- Exercise
Give the lines below as a numbered list, leaving out blank lines and any pictures.

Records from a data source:

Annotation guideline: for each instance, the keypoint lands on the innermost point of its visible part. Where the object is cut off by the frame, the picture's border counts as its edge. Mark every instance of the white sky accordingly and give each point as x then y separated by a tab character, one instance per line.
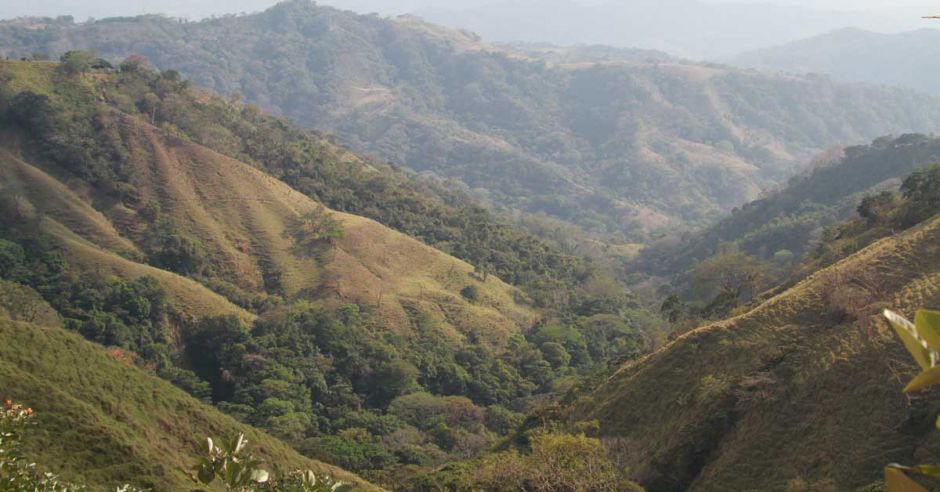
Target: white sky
82	9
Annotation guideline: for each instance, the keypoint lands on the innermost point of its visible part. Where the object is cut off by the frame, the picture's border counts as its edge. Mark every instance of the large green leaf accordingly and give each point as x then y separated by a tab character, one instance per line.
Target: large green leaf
898	481
928	327
927	470
923	380
908	334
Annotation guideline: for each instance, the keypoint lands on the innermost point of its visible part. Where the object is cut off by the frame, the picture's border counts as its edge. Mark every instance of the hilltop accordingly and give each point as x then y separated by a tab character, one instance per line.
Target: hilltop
617	148
856	55
103	422
792	219
803	391
325	328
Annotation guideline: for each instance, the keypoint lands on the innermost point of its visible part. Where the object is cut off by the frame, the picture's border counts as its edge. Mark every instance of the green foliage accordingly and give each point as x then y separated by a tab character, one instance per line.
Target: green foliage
922	191
922	340
791	218
307	373
77	62
470	293
596	144
556	462
18	475
228	463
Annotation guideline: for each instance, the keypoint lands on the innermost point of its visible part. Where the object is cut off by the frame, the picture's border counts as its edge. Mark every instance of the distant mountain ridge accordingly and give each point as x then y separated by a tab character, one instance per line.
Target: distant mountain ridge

- Task result
1. Annotation guideline: for each instance, the keypoint lands on the innermost point of its visible part. Where the object is cut off by the frame, the picture's border counts as its edge. Mark every instance of the white sky accordingly and give each point as x then y separated by a tab character, one instance per line.
2. Target: white sky
3. 82	9
4. Annotation guideline: for each instance, the keypoint lands on the innermost point of its visible part. Where the object is cut off by the frame, the picture's border counts as its edge. Mark every instance of the large green leaf accordingly and give each point as x then y separated by a tab character, one instance per line.
5. Target: large green leaf
6. 898	481
7. 928	327
8. 927	470
9. 923	380
10. 908	334
11. Annotation guideline: for each instance, the keypoint lands on the innermost point of its visible part. Where the object is cut off by the frame, the picture's border counts as its edge. Mark every instance of the hilltop accordingly and give each point as x then y separated by a tab character, one instance per line.
12. Target: hilltop
13. 617	148
14. 856	55
15. 103	422
16. 792	219
17. 803	391
18. 325	328
19. Annotation guideline: for each instance, the keypoint lands on the innermost point of its visible part. Where the object is cut off by the frame, the picture's border counts as its edge. Mark every instance of the green foliage accordingly and give each point as x then y separated by a tab character, one instance per line.
20. Target: green foliage
21. 922	191
22. 922	340
23. 791	218
24. 307	373
25. 77	62
26. 470	293
27. 596	144
28. 556	462
29. 18	475
30. 228	463
31. Annotation guideline: for each instance, the keypoint lands on the innermost point of its visible part. Where the object is cut off by the frame, the picture's border counts as its edge. Mark every instance of the distant mountain ridge accordingly and give each point as x then y separated by a tab character, one instance per line.
32. Target: distant mountain ridge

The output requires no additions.